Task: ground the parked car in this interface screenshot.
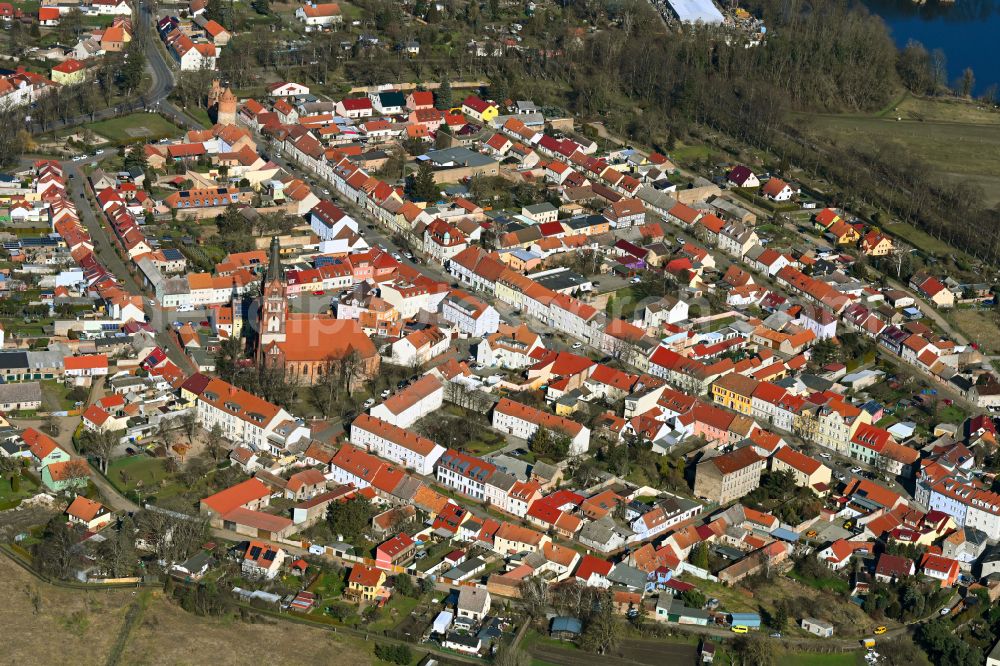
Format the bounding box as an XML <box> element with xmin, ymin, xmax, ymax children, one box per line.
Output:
<box><xmin>380</xmin><ymin>389</ymin><xmax>391</xmax><ymax>398</ymax></box>
<box><xmin>819</xmin><ymin>452</ymin><xmax>831</xmax><ymax>459</ymax></box>
<box><xmin>572</xmin><ymin>342</ymin><xmax>583</xmax><ymax>349</ymax></box>
<box><xmin>363</xmin><ymin>398</ymin><xmax>375</xmax><ymax>409</ymax></box>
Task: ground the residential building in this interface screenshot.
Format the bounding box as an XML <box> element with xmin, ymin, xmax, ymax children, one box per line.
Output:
<box><xmin>350</xmin><ymin>413</ymin><xmax>445</xmax><ymax>475</ymax></box>
<box><xmin>693</xmin><ymin>448</ymin><xmax>765</xmax><ymax>504</ymax></box>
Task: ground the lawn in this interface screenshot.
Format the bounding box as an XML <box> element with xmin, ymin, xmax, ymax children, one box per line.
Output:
<box><xmin>369</xmin><ymin>595</ymin><xmax>419</xmax><ymax>632</ymax></box>
<box><xmin>788</xmin><ymin>570</ymin><xmax>850</xmax><ymax>594</ymax></box>
<box><xmin>937</xmin><ymin>405</ymin><xmax>967</xmax><ymax>425</ymax></box>
<box><xmin>416</xmin><ymin>540</ymin><xmax>459</xmax><ymax>573</ymax></box>
<box><xmin>669</xmin><ymin>142</ymin><xmax>713</xmax><ymax>165</ymax></box>
<box><xmin>465</xmin><ymin>431</ymin><xmax>507</xmax><ymax>455</ymax></box>
<box><xmin>87</xmin><ymin>112</ymin><xmax>183</xmax><ymax>144</ymax></box>
<box><xmin>106</xmin><ymin>455</ymin><xmax>169</xmax><ymax>494</ymax></box>
<box><xmin>40</xmin><ymin>379</ymin><xmax>81</xmax><ymax>411</ymax></box>
<box><xmin>188</xmin><ymin>107</ymin><xmax>212</xmax><ymax>128</ymax></box>
<box><xmin>882</xmin><ymin>220</ymin><xmax>959</xmax><ymax>258</ymax></box>
<box><xmin>0</xmin><ymin>472</ymin><xmax>39</xmax><ymax>510</ymax></box>
<box><xmin>310</xmin><ymin>571</ymin><xmax>347</xmax><ymax>600</ymax></box>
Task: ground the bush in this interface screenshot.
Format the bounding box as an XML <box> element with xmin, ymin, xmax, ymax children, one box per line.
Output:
<box><xmin>373</xmin><ymin>643</ymin><xmax>412</xmax><ymax>664</ymax></box>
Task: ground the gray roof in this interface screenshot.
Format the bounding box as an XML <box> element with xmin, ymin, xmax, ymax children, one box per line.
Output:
<box><xmin>607</xmin><ymin>563</ymin><xmax>648</xmax><ymax>590</ymax></box>
<box><xmin>0</xmin><ymin>381</ymin><xmax>42</xmax><ymax>405</ymax></box>
<box><xmin>0</xmin><ymin>351</ymin><xmax>29</xmax><ymax>370</ymax></box>
<box><xmin>422</xmin><ymin>147</ymin><xmax>497</xmax><ymax>169</ymax></box>
<box><xmin>550</xmin><ymin>616</ymin><xmax>582</xmax><ymax>634</ymax></box>
<box><xmin>457</xmin><ymin>586</ymin><xmax>490</xmax><ymax>614</ymax></box>
<box><xmin>530</xmin><ymin>460</ymin><xmax>557</xmax><ymax>480</ymax></box>
<box><xmin>659</xmin><ymin>597</ymin><xmax>711</xmax><ymax>620</ymax></box>
<box><xmin>488</xmin><ymin>470</ymin><xmax>517</xmax><ymax>493</ymax></box>
<box><xmin>524</xmin><ymin>202</ymin><xmax>557</xmax><ymax>214</ymax></box>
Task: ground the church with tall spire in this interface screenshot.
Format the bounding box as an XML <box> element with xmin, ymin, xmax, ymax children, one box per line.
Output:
<box><xmin>257</xmin><ymin>236</ymin><xmax>287</xmax><ymax>362</ymax></box>
<box><xmin>253</xmin><ymin>236</ymin><xmax>381</xmax><ymax>387</ymax></box>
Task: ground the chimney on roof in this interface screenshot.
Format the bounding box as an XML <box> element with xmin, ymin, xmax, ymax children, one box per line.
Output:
<box><xmin>229</xmin><ymin>386</ymin><xmax>237</xmax><ymax>395</ymax></box>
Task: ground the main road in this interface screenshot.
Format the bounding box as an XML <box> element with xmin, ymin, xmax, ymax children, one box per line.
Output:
<box><xmin>28</xmin><ymin>0</ymin><xmax>194</xmax><ymax>134</ymax></box>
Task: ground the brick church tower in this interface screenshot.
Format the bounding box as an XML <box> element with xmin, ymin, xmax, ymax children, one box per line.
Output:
<box><xmin>208</xmin><ymin>79</ymin><xmax>237</xmax><ymax>126</ymax></box>
<box><xmin>256</xmin><ymin>236</ymin><xmax>287</xmax><ymax>364</ymax></box>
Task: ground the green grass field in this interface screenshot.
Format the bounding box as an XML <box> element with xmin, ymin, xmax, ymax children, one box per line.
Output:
<box><xmin>799</xmin><ymin>95</ymin><xmax>1000</xmax><ymax>207</ymax></box>
<box><xmin>87</xmin><ymin>113</ymin><xmax>184</xmax><ymax>143</ymax></box>
<box><xmin>107</xmin><ymin>455</ymin><xmax>169</xmax><ymax>493</ymax></box>
<box><xmin>0</xmin><ymin>472</ymin><xmax>39</xmax><ymax>510</ymax></box>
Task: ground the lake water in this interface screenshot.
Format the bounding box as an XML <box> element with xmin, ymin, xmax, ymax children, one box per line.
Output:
<box><xmin>864</xmin><ymin>0</ymin><xmax>1000</xmax><ymax>96</ymax></box>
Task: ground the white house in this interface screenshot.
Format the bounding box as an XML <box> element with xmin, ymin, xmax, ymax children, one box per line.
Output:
<box><xmin>350</xmin><ymin>412</ymin><xmax>445</xmax><ymax>475</ymax></box>
<box><xmin>195</xmin><ymin>377</ymin><xmax>308</xmax><ymax>454</ymax></box>
<box><xmin>436</xmin><ymin>449</ymin><xmax>496</xmax><ymax>501</ymax></box>
<box><xmin>391</xmin><ymin>326</ymin><xmax>450</xmax><ymax>367</ymax></box>
<box><xmin>456</xmin><ymin>587</ymin><xmax>491</xmax><ymax>622</ymax></box>
<box><xmin>309</xmin><ymin>199</ymin><xmax>357</xmax><ymax>242</ymax></box>
<box><xmin>441</xmin><ymin>290</ymin><xmax>500</xmax><ymax>337</ymax></box>
<box><xmin>367</xmin><ymin>375</ymin><xmax>444</xmax><ymax>429</ymax></box>
<box><xmin>295</xmin><ymin>2</ymin><xmax>343</xmax><ymax>28</ymax></box>
<box><xmin>492</xmin><ymin>398</ymin><xmax>590</xmax><ymax>456</ymax></box>
<box><xmin>642</xmin><ymin>295</ymin><xmax>689</xmax><ymax>328</ymax></box>
<box><xmin>269</xmin><ymin>81</ymin><xmax>311</xmax><ymax>97</ymax></box>
<box><xmin>242</xmin><ymin>541</ymin><xmax>286</xmax><ymax>580</ymax></box>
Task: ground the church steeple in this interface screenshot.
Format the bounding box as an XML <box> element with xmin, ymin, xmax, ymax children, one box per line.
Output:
<box><xmin>265</xmin><ymin>235</ymin><xmax>283</xmax><ymax>283</ymax></box>
<box><xmin>257</xmin><ymin>236</ymin><xmax>287</xmax><ymax>360</ymax></box>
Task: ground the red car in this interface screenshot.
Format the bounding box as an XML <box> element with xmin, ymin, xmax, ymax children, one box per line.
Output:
<box><xmin>313</xmin><ymin>290</ymin><xmax>325</xmax><ymax>296</ymax></box>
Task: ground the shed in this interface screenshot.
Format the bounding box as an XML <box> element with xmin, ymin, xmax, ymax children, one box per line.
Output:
<box><xmin>549</xmin><ymin>616</ymin><xmax>583</xmax><ymax>639</ymax></box>
<box><xmin>770</xmin><ymin>527</ymin><xmax>799</xmax><ymax>543</ymax></box>
<box><xmin>801</xmin><ymin>617</ymin><xmax>834</xmax><ymax>637</ymax></box>
<box><xmin>729</xmin><ymin>612</ymin><xmax>761</xmax><ymax>629</ymax></box>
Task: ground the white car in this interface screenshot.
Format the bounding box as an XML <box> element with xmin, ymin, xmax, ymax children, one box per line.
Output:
<box><xmin>380</xmin><ymin>389</ymin><xmax>391</xmax><ymax>399</ymax></box>
<box><xmin>851</xmin><ymin>467</ymin><xmax>863</xmax><ymax>474</ymax></box>
<box><xmin>363</xmin><ymin>398</ymin><xmax>375</xmax><ymax>409</ymax></box>
<box><xmin>572</xmin><ymin>342</ymin><xmax>583</xmax><ymax>349</ymax></box>
<box><xmin>819</xmin><ymin>452</ymin><xmax>831</xmax><ymax>459</ymax></box>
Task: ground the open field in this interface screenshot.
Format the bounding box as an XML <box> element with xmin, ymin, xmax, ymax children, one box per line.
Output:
<box><xmin>947</xmin><ymin>308</ymin><xmax>1000</xmax><ymax>354</ymax></box>
<box><xmin>0</xmin><ymin>555</ymin><xmax>136</xmax><ymax>665</ymax></box>
<box><xmin>87</xmin><ymin>113</ymin><xmax>184</xmax><ymax>143</ymax></box>
<box><xmin>0</xmin><ymin>553</ymin><xmax>383</xmax><ymax>665</ymax></box>
<box><xmin>798</xmin><ymin>95</ymin><xmax>1000</xmax><ymax>207</ymax></box>
<box><xmin>121</xmin><ymin>591</ymin><xmax>375</xmax><ymax>666</ymax></box>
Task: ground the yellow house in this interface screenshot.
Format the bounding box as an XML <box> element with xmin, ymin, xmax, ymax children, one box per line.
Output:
<box><xmin>461</xmin><ymin>95</ymin><xmax>499</xmax><ymax>124</ymax></box>
<box><xmin>861</xmin><ymin>231</ymin><xmax>894</xmax><ymax>257</ymax></box>
<box><xmin>555</xmin><ymin>398</ymin><xmax>579</xmax><ymax>416</ymax></box>
<box><xmin>347</xmin><ymin>564</ymin><xmax>387</xmax><ymax>602</ymax></box>
<box><xmin>828</xmin><ymin>219</ymin><xmax>860</xmax><ymax>245</ymax></box>
<box><xmin>712</xmin><ymin>373</ymin><xmax>757</xmax><ymax>416</ymax></box>
<box><xmin>803</xmin><ymin>399</ymin><xmax>872</xmax><ymax>455</ymax></box>
<box><xmin>51</xmin><ymin>59</ymin><xmax>87</xmax><ymax>85</ymax></box>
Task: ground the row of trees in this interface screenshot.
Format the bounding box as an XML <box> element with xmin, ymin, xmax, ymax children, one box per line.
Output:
<box><xmin>33</xmin><ymin>507</ymin><xmax>210</xmax><ymax>581</ymax></box>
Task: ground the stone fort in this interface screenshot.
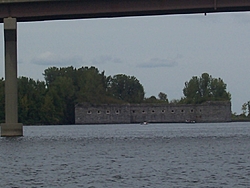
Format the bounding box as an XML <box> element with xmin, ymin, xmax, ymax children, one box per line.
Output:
<box><xmin>75</xmin><ymin>101</ymin><xmax>231</xmax><ymax>124</ymax></box>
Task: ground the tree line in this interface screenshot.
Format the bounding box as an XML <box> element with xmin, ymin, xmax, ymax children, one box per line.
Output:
<box><xmin>232</xmin><ymin>101</ymin><xmax>250</xmax><ymax>121</ymax></box>
<box><xmin>0</xmin><ymin>67</ymin><xmax>231</xmax><ymax>125</ymax></box>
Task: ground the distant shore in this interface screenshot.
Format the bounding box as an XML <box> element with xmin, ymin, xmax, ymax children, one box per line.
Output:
<box><xmin>231</xmin><ymin>118</ymin><xmax>250</xmax><ymax>122</ymax></box>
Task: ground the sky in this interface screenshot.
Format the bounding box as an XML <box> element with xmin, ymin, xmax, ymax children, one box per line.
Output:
<box><xmin>0</xmin><ymin>12</ymin><xmax>250</xmax><ymax>114</ymax></box>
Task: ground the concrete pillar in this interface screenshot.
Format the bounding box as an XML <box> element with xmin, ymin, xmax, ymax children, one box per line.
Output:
<box><xmin>1</xmin><ymin>18</ymin><xmax>23</xmax><ymax>137</ymax></box>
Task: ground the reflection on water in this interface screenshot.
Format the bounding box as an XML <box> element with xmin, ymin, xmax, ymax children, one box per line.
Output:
<box><xmin>1</xmin><ymin>122</ymin><xmax>250</xmax><ymax>187</ymax></box>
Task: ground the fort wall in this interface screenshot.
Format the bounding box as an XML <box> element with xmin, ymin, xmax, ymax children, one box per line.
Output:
<box><xmin>75</xmin><ymin>101</ymin><xmax>231</xmax><ymax>124</ymax></box>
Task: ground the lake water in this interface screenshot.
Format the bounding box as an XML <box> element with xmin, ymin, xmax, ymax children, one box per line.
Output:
<box><xmin>1</xmin><ymin>122</ymin><xmax>250</xmax><ymax>188</ymax></box>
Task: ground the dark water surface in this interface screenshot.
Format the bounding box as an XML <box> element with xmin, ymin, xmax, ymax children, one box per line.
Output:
<box><xmin>1</xmin><ymin>122</ymin><xmax>250</xmax><ymax>187</ymax></box>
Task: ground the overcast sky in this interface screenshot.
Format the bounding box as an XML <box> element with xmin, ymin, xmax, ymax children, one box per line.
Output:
<box><xmin>0</xmin><ymin>12</ymin><xmax>250</xmax><ymax>114</ymax></box>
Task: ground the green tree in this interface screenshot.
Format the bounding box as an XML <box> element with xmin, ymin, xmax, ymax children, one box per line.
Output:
<box><xmin>183</xmin><ymin>76</ymin><xmax>201</xmax><ymax>103</ymax></box>
<box><xmin>43</xmin><ymin>66</ymin><xmax>78</xmax><ymax>124</ymax></box>
<box><xmin>40</xmin><ymin>91</ymin><xmax>62</xmax><ymax>124</ymax></box>
<box><xmin>48</xmin><ymin>76</ymin><xmax>75</xmax><ymax>124</ymax></box>
<box><xmin>43</xmin><ymin>67</ymin><xmax>61</xmax><ymax>86</ymax></box>
<box><xmin>241</xmin><ymin>103</ymin><xmax>247</xmax><ymax>116</ymax></box>
<box><xmin>18</xmin><ymin>77</ymin><xmax>46</xmax><ymax>125</ymax></box>
<box><xmin>107</xmin><ymin>74</ymin><xmax>145</xmax><ymax>103</ymax></box>
<box><xmin>169</xmin><ymin>99</ymin><xmax>181</xmax><ymax>104</ymax></box>
<box><xmin>241</xmin><ymin>101</ymin><xmax>250</xmax><ymax>116</ymax></box>
<box><xmin>144</xmin><ymin>96</ymin><xmax>158</xmax><ymax>103</ymax></box>
<box><xmin>247</xmin><ymin>101</ymin><xmax>250</xmax><ymax>116</ymax></box>
<box><xmin>76</xmin><ymin>66</ymin><xmax>107</xmax><ymax>104</ymax></box>
<box><xmin>158</xmin><ymin>92</ymin><xmax>168</xmax><ymax>103</ymax></box>
<box><xmin>183</xmin><ymin>73</ymin><xmax>231</xmax><ymax>104</ymax></box>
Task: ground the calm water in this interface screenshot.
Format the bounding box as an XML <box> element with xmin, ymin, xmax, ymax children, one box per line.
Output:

········

WORK REQUIRED: Which lines in the data above hold the string "roof"? Return each of them.

TASK ANSWER:
Task: ground the gray roof in this interface screenshot.
Task: ground the chimney on roof in this interface screenshot.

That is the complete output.